__What the task requires__
Can you give all the records again without altering a single character?

** BEGIN Records to use **

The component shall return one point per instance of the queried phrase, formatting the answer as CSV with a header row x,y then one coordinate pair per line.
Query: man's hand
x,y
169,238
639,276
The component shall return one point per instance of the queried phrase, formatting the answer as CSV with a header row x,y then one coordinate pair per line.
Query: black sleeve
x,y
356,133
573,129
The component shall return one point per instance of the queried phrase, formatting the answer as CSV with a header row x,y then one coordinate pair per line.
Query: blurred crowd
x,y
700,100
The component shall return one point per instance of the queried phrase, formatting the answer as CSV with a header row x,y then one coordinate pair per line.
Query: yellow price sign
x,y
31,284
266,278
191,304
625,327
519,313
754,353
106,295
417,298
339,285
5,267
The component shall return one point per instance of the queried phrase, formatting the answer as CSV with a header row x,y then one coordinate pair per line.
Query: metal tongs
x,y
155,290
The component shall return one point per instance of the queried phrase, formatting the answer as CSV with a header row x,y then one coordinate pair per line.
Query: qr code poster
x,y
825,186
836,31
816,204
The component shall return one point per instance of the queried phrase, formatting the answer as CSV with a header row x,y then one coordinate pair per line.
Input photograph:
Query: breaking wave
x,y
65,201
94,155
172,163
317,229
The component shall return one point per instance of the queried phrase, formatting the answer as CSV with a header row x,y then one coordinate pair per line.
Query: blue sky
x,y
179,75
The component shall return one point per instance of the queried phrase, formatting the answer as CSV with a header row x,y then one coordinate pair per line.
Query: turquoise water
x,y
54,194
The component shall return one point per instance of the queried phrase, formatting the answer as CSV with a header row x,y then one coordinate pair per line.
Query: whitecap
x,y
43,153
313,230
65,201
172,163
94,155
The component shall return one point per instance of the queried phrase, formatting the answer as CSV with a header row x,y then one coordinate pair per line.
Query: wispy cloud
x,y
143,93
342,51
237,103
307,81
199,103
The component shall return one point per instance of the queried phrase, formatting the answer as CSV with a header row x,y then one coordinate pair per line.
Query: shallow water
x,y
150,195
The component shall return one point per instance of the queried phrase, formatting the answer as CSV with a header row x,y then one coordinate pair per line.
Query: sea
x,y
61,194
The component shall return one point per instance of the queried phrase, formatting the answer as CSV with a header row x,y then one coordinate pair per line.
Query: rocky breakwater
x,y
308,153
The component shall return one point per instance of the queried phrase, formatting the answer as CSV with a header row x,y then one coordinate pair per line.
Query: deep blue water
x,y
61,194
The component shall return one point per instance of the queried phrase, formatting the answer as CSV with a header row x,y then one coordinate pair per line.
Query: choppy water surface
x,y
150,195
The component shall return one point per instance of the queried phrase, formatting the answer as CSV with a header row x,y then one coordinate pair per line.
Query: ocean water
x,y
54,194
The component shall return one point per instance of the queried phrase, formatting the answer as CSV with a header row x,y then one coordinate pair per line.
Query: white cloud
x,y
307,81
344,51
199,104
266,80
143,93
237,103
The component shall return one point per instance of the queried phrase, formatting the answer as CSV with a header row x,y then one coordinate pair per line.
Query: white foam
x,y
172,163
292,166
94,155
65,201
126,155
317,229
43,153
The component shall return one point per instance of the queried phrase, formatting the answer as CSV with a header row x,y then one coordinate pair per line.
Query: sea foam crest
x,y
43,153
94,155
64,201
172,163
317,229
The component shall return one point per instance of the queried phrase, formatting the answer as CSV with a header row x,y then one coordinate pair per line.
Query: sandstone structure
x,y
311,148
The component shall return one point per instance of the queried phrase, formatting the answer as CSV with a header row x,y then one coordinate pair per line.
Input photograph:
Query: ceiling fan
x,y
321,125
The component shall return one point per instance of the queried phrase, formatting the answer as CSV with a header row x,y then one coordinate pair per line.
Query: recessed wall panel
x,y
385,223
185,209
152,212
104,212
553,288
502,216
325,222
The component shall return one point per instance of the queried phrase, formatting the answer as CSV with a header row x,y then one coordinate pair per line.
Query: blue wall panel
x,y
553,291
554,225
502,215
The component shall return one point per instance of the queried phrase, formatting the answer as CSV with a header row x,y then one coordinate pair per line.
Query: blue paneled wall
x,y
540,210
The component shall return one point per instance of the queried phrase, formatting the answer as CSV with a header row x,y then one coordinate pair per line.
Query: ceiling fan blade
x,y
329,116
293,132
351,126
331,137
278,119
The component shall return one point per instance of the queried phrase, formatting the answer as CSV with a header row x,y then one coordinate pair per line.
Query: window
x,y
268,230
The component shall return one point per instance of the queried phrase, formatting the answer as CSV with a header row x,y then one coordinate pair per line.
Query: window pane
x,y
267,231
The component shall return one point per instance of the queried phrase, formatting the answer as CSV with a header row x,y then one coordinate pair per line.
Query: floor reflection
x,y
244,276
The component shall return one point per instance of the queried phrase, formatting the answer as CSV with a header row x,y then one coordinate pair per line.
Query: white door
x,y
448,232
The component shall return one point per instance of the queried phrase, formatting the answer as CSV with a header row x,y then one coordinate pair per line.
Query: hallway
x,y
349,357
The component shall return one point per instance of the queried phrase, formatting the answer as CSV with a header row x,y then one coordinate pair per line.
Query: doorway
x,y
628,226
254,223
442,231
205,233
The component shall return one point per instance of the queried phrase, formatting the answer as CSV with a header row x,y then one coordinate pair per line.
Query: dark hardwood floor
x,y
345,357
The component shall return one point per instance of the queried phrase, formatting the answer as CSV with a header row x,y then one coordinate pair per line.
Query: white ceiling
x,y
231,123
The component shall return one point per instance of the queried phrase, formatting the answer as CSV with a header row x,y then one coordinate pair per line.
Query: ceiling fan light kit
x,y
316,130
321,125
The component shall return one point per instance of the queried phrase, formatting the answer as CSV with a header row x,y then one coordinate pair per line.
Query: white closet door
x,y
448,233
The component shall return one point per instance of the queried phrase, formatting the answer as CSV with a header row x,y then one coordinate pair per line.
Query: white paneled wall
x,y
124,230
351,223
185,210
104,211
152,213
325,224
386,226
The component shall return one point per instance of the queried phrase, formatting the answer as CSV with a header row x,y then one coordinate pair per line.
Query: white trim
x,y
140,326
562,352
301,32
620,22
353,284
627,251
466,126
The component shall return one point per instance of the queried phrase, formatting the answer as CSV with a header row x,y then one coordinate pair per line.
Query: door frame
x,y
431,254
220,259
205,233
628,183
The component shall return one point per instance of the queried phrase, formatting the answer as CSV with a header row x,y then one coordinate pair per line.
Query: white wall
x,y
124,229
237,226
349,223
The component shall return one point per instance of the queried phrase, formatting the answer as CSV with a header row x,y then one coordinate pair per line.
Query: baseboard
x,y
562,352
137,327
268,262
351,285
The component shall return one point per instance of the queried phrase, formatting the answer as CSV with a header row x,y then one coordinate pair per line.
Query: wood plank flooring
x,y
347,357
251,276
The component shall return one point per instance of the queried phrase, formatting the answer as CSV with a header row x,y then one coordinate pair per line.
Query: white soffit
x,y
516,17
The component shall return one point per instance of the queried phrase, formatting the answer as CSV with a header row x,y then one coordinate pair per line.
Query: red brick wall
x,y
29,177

** END Records to use **

__Exercise response__
The component shall return one point per instance of the queried phrase, formatting the answer as CSV with a header row x,y then one coordinate pair per line.
Query: man's hand
x,y
169,238
639,276
The component shall return one point per instance of the queried phrase, formatting the answer as CSV with a header row x,y then one coordinate pair per line.
Query: black sleeve
x,y
356,133
573,129
The component shall return one point per instance of the queried phrase, formatting the answer as CSV with a header row x,y then one coordinate pair per line.
Query: blurred crowd
x,y
700,100
The component shall return one point per instance of the queried phrase, formatting the answer as CSV with a header row x,y then one coordinate pair per line.
Query: yellow price sign
x,y
31,284
266,278
191,304
625,327
519,313
754,353
106,295
417,298
339,285
5,267
The component shall return one point per instance of the queried phrase, formatting the answer as CSV with a header row x,y then one coordinate pair per line.
Query: metal tongs
x,y
155,290
The component shall return one point per instance of the queried phrase, formatting the answer as CSV with a header row x,y then one coordinate pair per line.
Query: qr code poster
x,y
825,186
836,31
816,204
The component shall return one point per instance of the queried phrase, formatting the answer as CSV with a header row x,y then one coordinate pair per line.
Input photograph:
Query: breaking wave
x,y
65,201
94,155
172,163
317,229
The component shall return one point per instance of the queried phrase, formatting the answer as CSV with a header row x,y then one coordinate pair per line.
Query: blue sky
x,y
179,75
The component shall return one point per instance of the queried phrase, formatting the answer as CSV with a header row x,y then one coordinate pair per line.
Query: turquoise water
x,y
54,194
The component shall return one point per instance of the queried phrase, formatting the answer as CSV with a header row x,y then one coordinate pair per line.
Query: whitecap
x,y
43,153
313,230
65,201
172,163
94,155
The component shall return one point per instance of the queried phrase, formatting the answer as CSV with a header row x,y then one coordinate pair per line.
Query: wispy cloud
x,y
143,93
342,51
237,103
307,81
199,103
The component shall return one point per instance of the queried phrase, formatting the answer as CSV with a header row x,y then one coordinate pair per line.
Query: shallow water
x,y
150,195
The component shall return one point per instance of the queried phrase, formatting the answer as CSV with a header row x,y then one coordinate pair per line.
Query: sea
x,y
61,194
The component shall return one point per instance of the queried phrase, formatting the answer as CSV with a header row x,y then one coordinate pair per line.
Query: rocky breakwater
x,y
308,153
The component shall return one point per instance of the queried phrase, formatting the answer as CSV with a header row x,y then one coordinate pair per line.
Query: deep blue water
x,y
61,194
The component shall return one point per instance of the queried phrase, formatting the answer as CSV with a header row x,y then one coordinate pair per line.
Query: choppy water surface
x,y
150,195
The component shall return one point per instance of the queried phrase, formatting the answer as CSV with a header row x,y then one coordinate pair per line.
Query: ocean water
x,y
54,194
The component shall return one point per instance of the queried phrase, formatting the answer as CSV with a header row x,y then one coordinate pair per line.
Query: white cloud
x,y
307,81
344,51
199,104
266,80
143,93
237,103
The component shall return one point per instance of the queried phrase, formatting the answer as CSV with a header row x,y then one coordinate pair per line.
Query: white foam
x,y
172,163
292,166
94,155
65,201
126,155
317,229
43,153
The component shall return one point per instance of the queried phrase, formatting the answer as CSV with a header row x,y then one coordinate pair per line.
Query: sea foam crest
x,y
43,153
94,155
64,201
172,163
317,229
The component shall return one point per instance of the queried phrase, formatting the answer as CSV with a header row x,y then one coordinate pair per line.
Query: sandstone structure
x,y
311,148
The component shall return one point per instance of the queried phrase, formatting the answer as CSV with a header row x,y then one coordinate pair per line.
Input photograph:
Query: ceiling fan
x,y
321,125
The component shall return one point per instance of the queried phrase, formatting the answer as CSV with a header row x,y then one coordinate pair per line.
Query: recessed wall panel
x,y
385,223
185,209
152,212
104,212
553,288
502,216
325,222
The component shall return one point per instance of the queried phrase, formatting the answer as CSV with a header row x,y then one coordinate pair per line.
Query: blue wall panel
x,y
553,291
554,225
502,215
The component shall return one point per instance of the queried phrase, formatting the answer as CSV with a header row x,y then one coordinate pair per line.
Query: blue paneled wall
x,y
540,210
The component shall return one point per instance of the queried phrase, formatting the answer as CSV with a header row x,y then one coordinate pair per line.
Query: ceiling fan blade
x,y
329,116
293,132
351,126
331,137
278,119
The component shall return one point per instance of the queried phrase, formatting the answer as CSV with a header row x,y then one coordinate pair per line.
Query: window
x,y
268,230
The component shall return one point per instance of the queried phrase, formatting the answer as CSV with a header row x,y then one coordinate pair per line.
Query: window pane
x,y
267,231
The component shall return one point per instance of the queried phrase, formatting the answer as CSV with a header row x,y then one coordinate pair per line.
Query: floor reflection
x,y
244,276
The component shall return one point per instance of the queried phrase, formatting the answer as CSV with a header row x,y then one coordinate pair per line.
Query: white door
x,y
448,232
The component shall return one point per instance of the queried phrase, formatting the answer as CSV with a header row x,y then one coordinate pair per line.
Query: hallway
x,y
349,357
The component shall return one point per instance of the queried phrase, formatting the answer as CSV with a header row x,y then one coordinate pair per line.
Query: doorway
x,y
628,226
254,223
442,231
205,233
The component shall return one point per instance of the queried phrase, formatting the answer as CSV with a header row x,y then one coordinate pair per line.
Query: dark hardwood floor
x,y
345,357
The component shall return one point per instance of the queried phrase, formatting the answer as CSV with a header row x,y then one coordinate pair per line.
Query: white ceiling
x,y
231,123
The component shall return one point per instance of the queried phrase, formatting the answer as CSV with a header row x,y then one coordinate pair per line.
Query: ceiling fan light kit
x,y
316,130
321,125
The component shall return one point per instance of the queried phrase, formatting the answer as CSV with a header row x,y then one coordinate pair per line.
Query: white closet door
x,y
448,233
The component shall return one point per instance of the queried phrase, formatting the answer as CSV with a header row x,y then one coordinate pair per line.
Query: white paneled wall
x,y
124,230
351,223
185,210
104,211
152,213
325,224
386,226
The component shall return one point per instance of the queried phrase, formatting the answer as CSV with a header row x,y then one coordinate pair per line.
Query: white trim
x,y
140,326
562,352
301,32
620,22
353,284
627,251
466,126
The component shall return one point per instance of the queried phrase, formatting the answer as CSV with a header row x,y then one coordinate pair per line.
Query: door frame
x,y
431,254
220,259
205,233
628,183
The component shall return one point per instance of the queried phrase, formatting the answer as CSV with a header row x,y then one coordinate pair per line.
Query: white wall
x,y
124,229
237,226
349,223
The component shall return one point per instance of the queried phrase, formatting the answer as CSV with a header row x,y then one coordinate pair per line.
Query: baseboard
x,y
562,352
137,327
268,262
351,285
The component shall return one point per instance of the queried phrase, formatting the answer as CSV with a header row x,y then one coordinate pair per line.
Query: wood plank flooring
x,y
347,357
251,276
The component shall return one point per instance of the queried phrase, formatting the answer as CSV with a header row x,y then one coordinate pair per line.
Query: white soffit
x,y
516,17
The component shall return one point per instance of the queried phrase, formatting the answer as CSV with a header row x,y then one coordinate pair per line.
Query: red brick wall
x,y
29,177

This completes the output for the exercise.